→ Source records

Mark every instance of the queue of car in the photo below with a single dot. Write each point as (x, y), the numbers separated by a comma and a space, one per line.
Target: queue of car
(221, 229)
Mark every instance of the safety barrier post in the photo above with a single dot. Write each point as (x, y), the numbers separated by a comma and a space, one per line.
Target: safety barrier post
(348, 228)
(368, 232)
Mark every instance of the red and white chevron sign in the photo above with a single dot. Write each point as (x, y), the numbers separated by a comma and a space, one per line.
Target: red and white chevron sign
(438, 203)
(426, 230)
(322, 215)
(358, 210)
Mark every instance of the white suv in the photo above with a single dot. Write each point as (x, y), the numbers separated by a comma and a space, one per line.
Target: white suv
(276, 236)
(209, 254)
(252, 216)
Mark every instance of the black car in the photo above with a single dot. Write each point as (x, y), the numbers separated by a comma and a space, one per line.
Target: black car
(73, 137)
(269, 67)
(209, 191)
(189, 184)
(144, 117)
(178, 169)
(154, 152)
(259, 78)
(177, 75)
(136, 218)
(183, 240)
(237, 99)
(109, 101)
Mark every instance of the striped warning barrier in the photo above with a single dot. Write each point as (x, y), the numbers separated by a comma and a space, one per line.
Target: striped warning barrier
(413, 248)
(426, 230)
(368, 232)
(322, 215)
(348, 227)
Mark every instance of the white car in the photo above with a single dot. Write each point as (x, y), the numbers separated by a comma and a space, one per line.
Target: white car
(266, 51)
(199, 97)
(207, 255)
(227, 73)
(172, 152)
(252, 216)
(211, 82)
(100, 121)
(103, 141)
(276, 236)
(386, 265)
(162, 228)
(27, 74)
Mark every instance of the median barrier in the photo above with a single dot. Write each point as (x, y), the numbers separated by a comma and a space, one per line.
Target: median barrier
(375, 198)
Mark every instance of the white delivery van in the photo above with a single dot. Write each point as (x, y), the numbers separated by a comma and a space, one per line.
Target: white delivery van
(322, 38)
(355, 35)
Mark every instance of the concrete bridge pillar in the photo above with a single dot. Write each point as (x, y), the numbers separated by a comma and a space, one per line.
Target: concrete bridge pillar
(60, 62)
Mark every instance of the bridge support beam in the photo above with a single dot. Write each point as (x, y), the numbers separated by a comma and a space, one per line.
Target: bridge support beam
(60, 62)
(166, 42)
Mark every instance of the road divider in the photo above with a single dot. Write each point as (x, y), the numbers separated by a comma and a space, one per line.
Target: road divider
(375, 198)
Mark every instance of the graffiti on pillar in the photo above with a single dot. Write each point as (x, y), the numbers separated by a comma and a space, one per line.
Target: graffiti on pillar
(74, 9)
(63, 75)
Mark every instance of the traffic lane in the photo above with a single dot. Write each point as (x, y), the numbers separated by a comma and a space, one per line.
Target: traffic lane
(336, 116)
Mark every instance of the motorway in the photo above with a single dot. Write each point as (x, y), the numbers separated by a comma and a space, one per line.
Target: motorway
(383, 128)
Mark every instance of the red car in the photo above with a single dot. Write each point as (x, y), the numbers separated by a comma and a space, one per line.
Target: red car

→ Set problem
Please repeat all of the entries above, keeping every line word for word.

→ Task output
Mark every instance of the queue of car in the photo below with a single dot. Write each point as (x, y), the numbers separated by a comma and a space, one per line.
Target: queue of car
(221, 229)
Mark every instance of the safety barrier post in the photo above with a single dot. Write each point as (x, y), the numbers separated by a comma and a space, one per line.
Target: safety barrier post
(348, 228)
(368, 232)
Mark every instance of the red and white chevron sign in the photo above with a single dot. Write each point as (x, y), the numbers separated by a comma and a space, one per line.
Target: red and white chevron sign
(438, 203)
(426, 230)
(322, 215)
(358, 210)
Mark every instance of the white suv in the photo above with a single dot. Write each point as (x, y), the numbers separated by a comma and a space, one per line.
Target: white suv
(276, 236)
(209, 254)
(252, 216)
Mark every instance of the black car in the photo above with a single dot. Write each point as (x, y), the numbers separated by a comma and a space, one per line.
Target: black car
(73, 137)
(269, 67)
(209, 191)
(189, 184)
(144, 117)
(178, 169)
(154, 152)
(259, 78)
(177, 75)
(136, 218)
(183, 240)
(237, 99)
(109, 101)
Mark every instance of the striped warning barrier in the photo above with a single dot. Write each point as (x, y), the numbers separated by a comma and a space, one per line.
Target: striped warning barrier
(413, 248)
(426, 230)
(368, 232)
(322, 215)
(348, 227)
Mark every instance of the white car in the photo above with a single dot. Write each point as (x, y), the numbers separated by a comma and a space, one per line.
Target: white car
(266, 51)
(199, 97)
(207, 255)
(227, 73)
(172, 152)
(252, 216)
(211, 82)
(100, 121)
(103, 141)
(276, 236)
(386, 265)
(162, 228)
(27, 74)
Mark every instance of the median barrier in the photo above with a single dot. Write each point as (x, y), the numbers separated by a comma and a space, one per line.
Target: median barrier
(375, 198)
Mark every instance of the white delivery van in the photo above with a single dot. Write each point as (x, y), the numbers separated by a comma and a space, one per line.
Target: white delivery van
(322, 38)
(355, 35)
Mark every instance of the concrete bridge pillar in the photo above with a single dot. Write each point as (x, y), the numbers separated by a comma and a space, one per line.
Target: concrete bridge pillar
(60, 62)
Mark every instance of the bridge support beam in the photo above with a single dot. Write each point as (x, y), the numbers separated by a comma and a space, one per line.
Target: bridge support beam
(60, 62)
(166, 42)
Mark every instance of the road divider in the photo above with a single dot. Write each point as (x, y), the numbers separated by a comma and a space, one per line.
Target: road divider
(375, 198)
Mark every instance of the graffiti on pillar in the photo above with a single dot. Write each point as (x, y), the numbers separated by a comma and a space, one per line.
Target: graffiti on pillar
(74, 9)
(63, 75)
Mark every instance of the traffic lane in the photo above with a single dot. Write each point as (x, y), the numbers separated by a comma and a space, one per line.
Target: traffic lane
(336, 116)
Mark every instance of the motorway in the photo above with a single dot. Write each point as (x, y), the numbers separated by a comma and a space, one per line.
Target: motorway
(383, 128)
Mark every instance of the red car in the photo above with a single dot. Write each point as (x, y), the numbers separated by a comma and a space, one per line.
Target: red car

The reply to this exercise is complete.